** JOB **
How many lines in the items below contain the string "cilantro"? Case counts. Reply with the number only.

** DATASET RECORDS **

<<<<

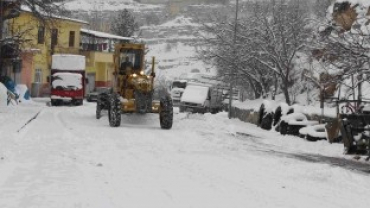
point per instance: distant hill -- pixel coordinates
(104, 5)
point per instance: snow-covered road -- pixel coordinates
(65, 158)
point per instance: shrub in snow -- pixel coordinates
(314, 133)
(292, 123)
(23, 92)
(3, 95)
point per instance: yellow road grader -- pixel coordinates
(133, 90)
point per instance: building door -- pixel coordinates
(90, 86)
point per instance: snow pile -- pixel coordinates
(180, 22)
(68, 62)
(67, 80)
(3, 95)
(195, 94)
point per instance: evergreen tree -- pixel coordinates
(124, 24)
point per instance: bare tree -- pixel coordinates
(269, 36)
(342, 47)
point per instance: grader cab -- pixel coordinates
(133, 88)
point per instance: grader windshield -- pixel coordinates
(134, 56)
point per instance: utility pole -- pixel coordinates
(234, 53)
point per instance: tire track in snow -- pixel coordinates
(307, 157)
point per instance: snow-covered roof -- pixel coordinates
(68, 62)
(195, 94)
(27, 9)
(365, 3)
(104, 35)
(67, 80)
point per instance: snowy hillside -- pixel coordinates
(173, 43)
(108, 5)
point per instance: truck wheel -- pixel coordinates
(182, 109)
(53, 102)
(214, 110)
(283, 128)
(114, 112)
(143, 102)
(79, 102)
(166, 113)
(98, 109)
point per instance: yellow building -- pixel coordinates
(98, 47)
(38, 41)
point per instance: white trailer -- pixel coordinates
(201, 98)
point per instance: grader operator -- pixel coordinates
(133, 90)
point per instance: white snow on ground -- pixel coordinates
(66, 158)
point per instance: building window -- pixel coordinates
(41, 35)
(71, 38)
(38, 76)
(54, 37)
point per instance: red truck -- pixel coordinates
(67, 79)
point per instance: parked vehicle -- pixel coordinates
(201, 98)
(134, 91)
(67, 79)
(93, 96)
(177, 89)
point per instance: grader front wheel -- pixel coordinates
(114, 112)
(166, 113)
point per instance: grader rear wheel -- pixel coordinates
(98, 109)
(114, 112)
(166, 113)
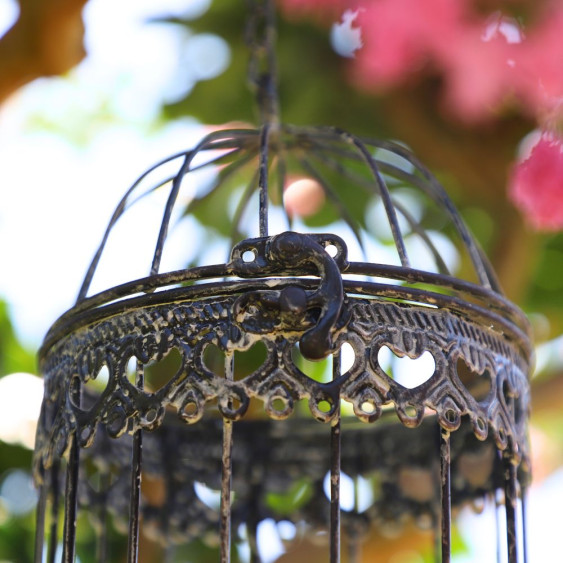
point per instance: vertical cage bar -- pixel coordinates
(445, 482)
(54, 524)
(71, 489)
(497, 524)
(354, 550)
(226, 477)
(437, 532)
(263, 180)
(335, 454)
(524, 524)
(40, 523)
(102, 543)
(510, 502)
(135, 493)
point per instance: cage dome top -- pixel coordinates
(286, 295)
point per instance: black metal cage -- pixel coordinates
(186, 406)
(255, 433)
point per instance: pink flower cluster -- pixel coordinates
(484, 62)
(536, 184)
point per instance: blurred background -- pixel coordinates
(93, 92)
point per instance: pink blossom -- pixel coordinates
(536, 184)
(478, 72)
(401, 35)
(539, 73)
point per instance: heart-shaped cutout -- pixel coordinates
(407, 372)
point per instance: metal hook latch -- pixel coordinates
(293, 253)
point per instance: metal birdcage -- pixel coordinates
(234, 408)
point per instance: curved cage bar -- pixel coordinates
(207, 378)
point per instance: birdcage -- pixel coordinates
(191, 406)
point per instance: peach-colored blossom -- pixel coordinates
(303, 197)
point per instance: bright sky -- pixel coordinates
(59, 183)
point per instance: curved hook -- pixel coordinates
(292, 253)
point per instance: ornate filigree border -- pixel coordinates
(148, 333)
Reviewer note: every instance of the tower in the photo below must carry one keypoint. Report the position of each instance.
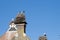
(43, 37)
(20, 23)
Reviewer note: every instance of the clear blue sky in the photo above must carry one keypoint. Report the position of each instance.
(41, 16)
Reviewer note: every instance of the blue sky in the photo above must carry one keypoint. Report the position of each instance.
(41, 16)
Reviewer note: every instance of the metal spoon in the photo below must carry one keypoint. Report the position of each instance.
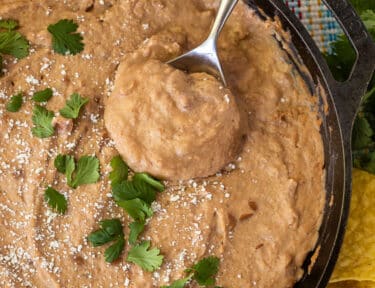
(204, 58)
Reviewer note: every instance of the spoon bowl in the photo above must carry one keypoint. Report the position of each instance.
(204, 58)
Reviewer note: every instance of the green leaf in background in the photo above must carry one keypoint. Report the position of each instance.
(362, 5)
(15, 103)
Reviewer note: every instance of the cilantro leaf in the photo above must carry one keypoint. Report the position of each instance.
(64, 40)
(99, 237)
(60, 162)
(73, 106)
(114, 251)
(42, 120)
(13, 43)
(15, 103)
(55, 200)
(136, 228)
(9, 24)
(205, 270)
(143, 177)
(70, 166)
(110, 229)
(87, 171)
(147, 259)
(179, 283)
(112, 226)
(142, 186)
(128, 190)
(43, 96)
(119, 171)
(138, 209)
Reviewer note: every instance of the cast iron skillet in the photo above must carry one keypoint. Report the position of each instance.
(342, 101)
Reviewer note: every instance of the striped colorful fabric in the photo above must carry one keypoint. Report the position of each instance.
(318, 19)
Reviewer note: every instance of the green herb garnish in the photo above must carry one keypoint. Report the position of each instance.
(136, 228)
(178, 283)
(15, 103)
(43, 96)
(9, 24)
(55, 200)
(147, 259)
(86, 171)
(42, 120)
(205, 270)
(65, 40)
(119, 171)
(111, 230)
(138, 209)
(73, 106)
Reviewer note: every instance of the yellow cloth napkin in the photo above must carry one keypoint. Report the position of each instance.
(356, 265)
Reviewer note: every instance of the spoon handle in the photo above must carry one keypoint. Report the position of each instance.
(225, 8)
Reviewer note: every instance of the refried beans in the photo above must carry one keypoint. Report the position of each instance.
(260, 214)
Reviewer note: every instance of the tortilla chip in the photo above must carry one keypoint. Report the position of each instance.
(352, 284)
(357, 256)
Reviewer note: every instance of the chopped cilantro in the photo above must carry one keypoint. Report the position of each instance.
(43, 96)
(85, 172)
(64, 39)
(128, 190)
(143, 177)
(205, 270)
(147, 259)
(138, 209)
(73, 106)
(55, 200)
(114, 251)
(119, 171)
(111, 230)
(15, 103)
(179, 283)
(9, 24)
(203, 273)
(136, 228)
(42, 120)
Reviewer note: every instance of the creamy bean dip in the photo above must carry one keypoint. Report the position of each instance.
(260, 214)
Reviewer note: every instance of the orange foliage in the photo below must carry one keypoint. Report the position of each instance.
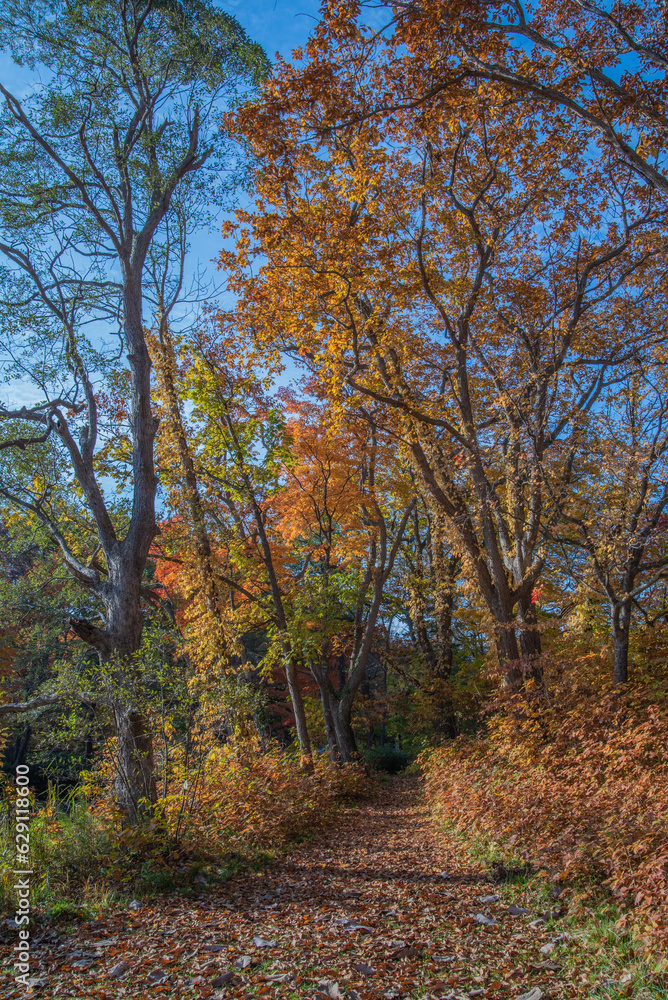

>>>>

** COMPLETED EXERCISE **
2